## Excerpts of labeled region data
☆ ☆ ☆ ☆ ☆ ☆ ☆

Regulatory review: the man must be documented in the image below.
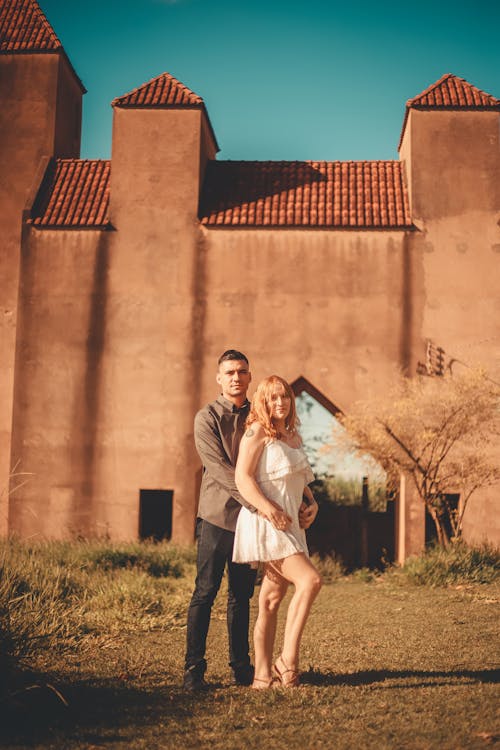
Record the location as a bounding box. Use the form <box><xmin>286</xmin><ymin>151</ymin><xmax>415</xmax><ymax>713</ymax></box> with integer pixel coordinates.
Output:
<box><xmin>184</xmin><ymin>349</ymin><xmax>256</xmax><ymax>690</ymax></box>
<box><xmin>184</xmin><ymin>349</ymin><xmax>317</xmax><ymax>690</ymax></box>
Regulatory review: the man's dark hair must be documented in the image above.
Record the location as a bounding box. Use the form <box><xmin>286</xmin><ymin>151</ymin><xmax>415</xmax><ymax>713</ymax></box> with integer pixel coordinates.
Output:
<box><xmin>217</xmin><ymin>349</ymin><xmax>248</xmax><ymax>365</ymax></box>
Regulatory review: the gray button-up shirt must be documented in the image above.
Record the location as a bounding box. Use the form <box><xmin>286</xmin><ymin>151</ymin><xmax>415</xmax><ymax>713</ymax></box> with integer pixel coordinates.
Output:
<box><xmin>194</xmin><ymin>396</ymin><xmax>255</xmax><ymax>531</ymax></box>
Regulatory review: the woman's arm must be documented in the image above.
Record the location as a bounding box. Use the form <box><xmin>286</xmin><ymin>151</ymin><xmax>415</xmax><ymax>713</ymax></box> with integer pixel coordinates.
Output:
<box><xmin>235</xmin><ymin>422</ymin><xmax>292</xmax><ymax>531</ymax></box>
<box><xmin>299</xmin><ymin>485</ymin><xmax>318</xmax><ymax>529</ymax></box>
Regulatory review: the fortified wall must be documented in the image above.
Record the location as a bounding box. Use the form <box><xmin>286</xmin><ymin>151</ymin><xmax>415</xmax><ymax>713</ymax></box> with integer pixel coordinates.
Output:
<box><xmin>0</xmin><ymin>0</ymin><xmax>500</xmax><ymax>557</ymax></box>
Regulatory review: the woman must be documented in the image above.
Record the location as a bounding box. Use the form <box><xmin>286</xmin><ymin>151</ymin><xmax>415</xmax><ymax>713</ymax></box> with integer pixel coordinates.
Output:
<box><xmin>233</xmin><ymin>375</ymin><xmax>321</xmax><ymax>689</ymax></box>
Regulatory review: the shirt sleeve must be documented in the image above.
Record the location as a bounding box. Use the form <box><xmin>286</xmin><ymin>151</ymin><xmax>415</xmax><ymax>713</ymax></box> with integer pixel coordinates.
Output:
<box><xmin>194</xmin><ymin>411</ymin><xmax>255</xmax><ymax>511</ymax></box>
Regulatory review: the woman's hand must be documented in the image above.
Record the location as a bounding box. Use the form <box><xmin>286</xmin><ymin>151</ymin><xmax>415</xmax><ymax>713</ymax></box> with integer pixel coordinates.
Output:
<box><xmin>265</xmin><ymin>500</ymin><xmax>292</xmax><ymax>531</ymax></box>
<box><xmin>299</xmin><ymin>498</ymin><xmax>319</xmax><ymax>529</ymax></box>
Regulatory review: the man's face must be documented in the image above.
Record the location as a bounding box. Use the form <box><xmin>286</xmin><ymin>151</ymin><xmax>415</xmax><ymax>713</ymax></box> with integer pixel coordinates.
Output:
<box><xmin>216</xmin><ymin>359</ymin><xmax>252</xmax><ymax>402</ymax></box>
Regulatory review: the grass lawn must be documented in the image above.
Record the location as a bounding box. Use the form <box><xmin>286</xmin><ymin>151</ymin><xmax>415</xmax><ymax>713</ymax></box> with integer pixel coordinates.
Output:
<box><xmin>0</xmin><ymin>576</ymin><xmax>500</xmax><ymax>750</ymax></box>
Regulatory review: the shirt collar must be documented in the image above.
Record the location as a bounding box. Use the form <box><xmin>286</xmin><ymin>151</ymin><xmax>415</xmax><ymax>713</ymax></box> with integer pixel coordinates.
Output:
<box><xmin>217</xmin><ymin>393</ymin><xmax>250</xmax><ymax>414</ymax></box>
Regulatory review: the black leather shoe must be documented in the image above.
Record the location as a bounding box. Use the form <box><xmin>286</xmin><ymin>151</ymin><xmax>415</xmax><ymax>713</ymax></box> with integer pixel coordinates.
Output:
<box><xmin>233</xmin><ymin>664</ymin><xmax>255</xmax><ymax>687</ymax></box>
<box><xmin>184</xmin><ymin>667</ymin><xmax>208</xmax><ymax>692</ymax></box>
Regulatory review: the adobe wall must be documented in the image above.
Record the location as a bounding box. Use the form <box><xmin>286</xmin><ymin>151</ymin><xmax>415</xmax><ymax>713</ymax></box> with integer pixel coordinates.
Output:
<box><xmin>401</xmin><ymin>110</ymin><xmax>500</xmax><ymax>544</ymax></box>
<box><xmin>10</xmin><ymin>229</ymin><xmax>110</xmax><ymax>538</ymax></box>
<box><xmin>6</xmin><ymin>220</ymin><xmax>422</xmax><ymax>542</ymax></box>
<box><xmin>0</xmin><ymin>54</ymin><xmax>82</xmax><ymax>534</ymax></box>
<box><xmin>200</xmin><ymin>229</ymin><xmax>422</xmax><ymax>410</ymax></box>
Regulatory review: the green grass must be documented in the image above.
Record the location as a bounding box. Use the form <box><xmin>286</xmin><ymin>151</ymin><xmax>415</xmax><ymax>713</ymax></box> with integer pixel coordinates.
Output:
<box><xmin>396</xmin><ymin>542</ymin><xmax>500</xmax><ymax>586</ymax></box>
<box><xmin>0</xmin><ymin>545</ymin><xmax>500</xmax><ymax>750</ymax></box>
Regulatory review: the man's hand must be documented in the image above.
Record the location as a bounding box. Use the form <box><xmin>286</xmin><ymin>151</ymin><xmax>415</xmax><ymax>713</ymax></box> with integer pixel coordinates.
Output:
<box><xmin>299</xmin><ymin>500</ymin><xmax>318</xmax><ymax>529</ymax></box>
<box><xmin>260</xmin><ymin>499</ymin><xmax>292</xmax><ymax>531</ymax></box>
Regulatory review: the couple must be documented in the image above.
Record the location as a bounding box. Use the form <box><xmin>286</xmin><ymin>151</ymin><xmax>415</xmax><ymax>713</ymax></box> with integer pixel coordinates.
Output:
<box><xmin>184</xmin><ymin>349</ymin><xmax>321</xmax><ymax>690</ymax></box>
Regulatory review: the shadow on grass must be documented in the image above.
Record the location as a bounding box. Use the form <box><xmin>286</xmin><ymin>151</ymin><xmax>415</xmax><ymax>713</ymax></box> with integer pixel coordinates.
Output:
<box><xmin>300</xmin><ymin>669</ymin><xmax>500</xmax><ymax>689</ymax></box>
<box><xmin>0</xmin><ymin>675</ymin><xmax>213</xmax><ymax>748</ymax></box>
<box><xmin>0</xmin><ymin>669</ymin><xmax>500</xmax><ymax>748</ymax></box>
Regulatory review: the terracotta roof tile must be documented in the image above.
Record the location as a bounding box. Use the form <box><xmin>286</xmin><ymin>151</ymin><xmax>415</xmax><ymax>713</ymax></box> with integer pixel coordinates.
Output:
<box><xmin>29</xmin><ymin>159</ymin><xmax>110</xmax><ymax>229</ymax></box>
<box><xmin>0</xmin><ymin>0</ymin><xmax>62</xmax><ymax>52</ymax></box>
<box><xmin>112</xmin><ymin>73</ymin><xmax>203</xmax><ymax>107</ymax></box>
<box><xmin>398</xmin><ymin>73</ymin><xmax>500</xmax><ymax>150</ymax></box>
<box><xmin>200</xmin><ymin>161</ymin><xmax>412</xmax><ymax>229</ymax></box>
<box><xmin>406</xmin><ymin>73</ymin><xmax>500</xmax><ymax>109</ymax></box>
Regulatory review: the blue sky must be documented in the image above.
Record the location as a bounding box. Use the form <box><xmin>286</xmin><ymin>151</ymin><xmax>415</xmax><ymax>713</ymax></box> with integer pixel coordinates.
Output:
<box><xmin>40</xmin><ymin>0</ymin><xmax>500</xmax><ymax>160</ymax></box>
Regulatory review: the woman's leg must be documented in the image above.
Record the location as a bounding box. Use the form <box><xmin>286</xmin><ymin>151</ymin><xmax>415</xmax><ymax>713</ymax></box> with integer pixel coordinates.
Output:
<box><xmin>253</xmin><ymin>563</ymin><xmax>288</xmax><ymax>688</ymax></box>
<box><xmin>273</xmin><ymin>553</ymin><xmax>322</xmax><ymax>682</ymax></box>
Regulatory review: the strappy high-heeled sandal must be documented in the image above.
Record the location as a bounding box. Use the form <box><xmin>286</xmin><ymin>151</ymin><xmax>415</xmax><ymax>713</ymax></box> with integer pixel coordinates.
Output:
<box><xmin>273</xmin><ymin>656</ymin><xmax>300</xmax><ymax>688</ymax></box>
<box><xmin>250</xmin><ymin>676</ymin><xmax>275</xmax><ymax>690</ymax></box>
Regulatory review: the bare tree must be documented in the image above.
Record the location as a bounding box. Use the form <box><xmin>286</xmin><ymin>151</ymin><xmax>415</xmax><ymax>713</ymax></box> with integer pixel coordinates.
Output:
<box><xmin>336</xmin><ymin>369</ymin><xmax>500</xmax><ymax>546</ymax></box>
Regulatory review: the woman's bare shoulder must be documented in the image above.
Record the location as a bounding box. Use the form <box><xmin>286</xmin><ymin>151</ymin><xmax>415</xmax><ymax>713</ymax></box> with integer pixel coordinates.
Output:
<box><xmin>241</xmin><ymin>422</ymin><xmax>266</xmax><ymax>442</ymax></box>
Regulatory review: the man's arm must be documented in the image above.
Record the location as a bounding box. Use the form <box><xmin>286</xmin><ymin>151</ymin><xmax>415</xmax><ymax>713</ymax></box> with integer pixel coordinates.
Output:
<box><xmin>194</xmin><ymin>411</ymin><xmax>255</xmax><ymax>510</ymax></box>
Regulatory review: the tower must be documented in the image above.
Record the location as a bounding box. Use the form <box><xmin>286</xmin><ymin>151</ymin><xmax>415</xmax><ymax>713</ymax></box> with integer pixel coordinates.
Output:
<box><xmin>0</xmin><ymin>0</ymin><xmax>85</xmax><ymax>533</ymax></box>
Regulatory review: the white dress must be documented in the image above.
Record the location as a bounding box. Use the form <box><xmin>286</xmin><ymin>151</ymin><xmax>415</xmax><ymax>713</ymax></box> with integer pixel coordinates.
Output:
<box><xmin>233</xmin><ymin>440</ymin><xmax>314</xmax><ymax>563</ymax></box>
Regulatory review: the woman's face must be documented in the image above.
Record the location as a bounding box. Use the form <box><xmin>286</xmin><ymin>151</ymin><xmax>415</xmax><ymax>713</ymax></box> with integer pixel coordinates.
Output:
<box><xmin>268</xmin><ymin>385</ymin><xmax>291</xmax><ymax>421</ymax></box>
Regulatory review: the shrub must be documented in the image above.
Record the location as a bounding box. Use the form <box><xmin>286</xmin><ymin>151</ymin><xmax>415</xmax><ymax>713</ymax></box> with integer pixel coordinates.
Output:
<box><xmin>400</xmin><ymin>542</ymin><xmax>500</xmax><ymax>586</ymax></box>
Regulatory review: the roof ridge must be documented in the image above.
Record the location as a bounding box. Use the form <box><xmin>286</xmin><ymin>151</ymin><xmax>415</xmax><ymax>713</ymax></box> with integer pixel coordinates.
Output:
<box><xmin>111</xmin><ymin>72</ymin><xmax>204</xmax><ymax>107</ymax></box>
<box><xmin>406</xmin><ymin>73</ymin><xmax>500</xmax><ymax>109</ymax></box>
<box><xmin>0</xmin><ymin>0</ymin><xmax>63</xmax><ymax>52</ymax></box>
<box><xmin>55</xmin><ymin>156</ymin><xmax>111</xmax><ymax>164</ymax></box>
<box><xmin>211</xmin><ymin>159</ymin><xmax>401</xmax><ymax>164</ymax></box>
<box><xmin>406</xmin><ymin>73</ymin><xmax>453</xmax><ymax>107</ymax></box>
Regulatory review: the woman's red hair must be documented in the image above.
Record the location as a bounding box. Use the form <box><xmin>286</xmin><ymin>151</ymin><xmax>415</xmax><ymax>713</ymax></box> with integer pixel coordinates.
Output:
<box><xmin>246</xmin><ymin>375</ymin><xmax>299</xmax><ymax>438</ymax></box>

☆ ☆ ☆ ☆ ☆ ☆ ☆

## Set task
Only the lines from the one containing "Regulatory review: the woman's red" through the end of the material should be reproduced, exactly, with both ends included.

## Final answer
Regulatory review: the woman's red hair must be documented in the image above.
Record the location as a bounding box. Use the form <box><xmin>286</xmin><ymin>151</ymin><xmax>415</xmax><ymax>713</ymax></box> with integer pixel coordinates.
Output:
<box><xmin>246</xmin><ymin>375</ymin><xmax>299</xmax><ymax>438</ymax></box>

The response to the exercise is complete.